RECORD SET →
▶

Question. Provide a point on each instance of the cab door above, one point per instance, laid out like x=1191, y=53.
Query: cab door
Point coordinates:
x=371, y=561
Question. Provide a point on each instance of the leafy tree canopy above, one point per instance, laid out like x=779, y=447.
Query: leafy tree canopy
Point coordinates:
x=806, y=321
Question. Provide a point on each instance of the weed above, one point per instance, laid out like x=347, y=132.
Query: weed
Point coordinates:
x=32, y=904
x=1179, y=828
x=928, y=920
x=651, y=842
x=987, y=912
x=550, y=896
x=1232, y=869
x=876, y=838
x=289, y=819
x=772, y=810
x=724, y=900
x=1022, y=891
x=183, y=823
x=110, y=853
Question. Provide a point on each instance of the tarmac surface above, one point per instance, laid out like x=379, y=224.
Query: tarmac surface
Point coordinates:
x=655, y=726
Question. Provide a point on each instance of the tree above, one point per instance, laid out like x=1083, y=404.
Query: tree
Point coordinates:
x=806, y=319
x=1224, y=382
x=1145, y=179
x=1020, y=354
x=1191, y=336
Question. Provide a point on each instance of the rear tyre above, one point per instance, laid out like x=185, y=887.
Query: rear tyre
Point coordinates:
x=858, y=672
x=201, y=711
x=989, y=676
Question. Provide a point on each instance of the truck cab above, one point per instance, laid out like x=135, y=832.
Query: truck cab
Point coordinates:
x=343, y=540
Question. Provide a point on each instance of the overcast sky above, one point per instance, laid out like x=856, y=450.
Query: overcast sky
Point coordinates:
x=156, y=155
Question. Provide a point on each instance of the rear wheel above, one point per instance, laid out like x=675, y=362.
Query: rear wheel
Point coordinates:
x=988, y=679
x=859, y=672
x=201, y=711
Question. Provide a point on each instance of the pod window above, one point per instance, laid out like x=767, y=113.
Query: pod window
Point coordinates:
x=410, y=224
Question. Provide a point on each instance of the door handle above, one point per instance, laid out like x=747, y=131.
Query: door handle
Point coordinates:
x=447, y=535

◀

REQUEST →
Please render the stretch above, from the line containing "Question. Provide a point on each instance of the weed" through the line containing "x=110, y=853", as a Markdown table with the columns Row and Line, omitting any blank lines.

CORRECT RESPONSE →
| Row | Line |
|---|---|
| 1 | Question. Provide a point on each instance of the weed above, one point per instance, laid out like x=347, y=132. |
| 2 | Query: weed |
| 3 | Point coordinates: |
| 4 | x=32, y=904 |
| 5 | x=1179, y=828 |
| 6 | x=928, y=920 |
| 7 | x=651, y=842 |
| 8 | x=987, y=912 |
| 9 | x=550, y=896 |
| 10 | x=1232, y=869 |
| 11 | x=876, y=838 |
| 12 | x=289, y=819 |
| 13 | x=772, y=810 |
| 14 | x=724, y=900 |
| 15 | x=1022, y=891 |
| 16 | x=183, y=823 |
| 17 | x=110, y=853 |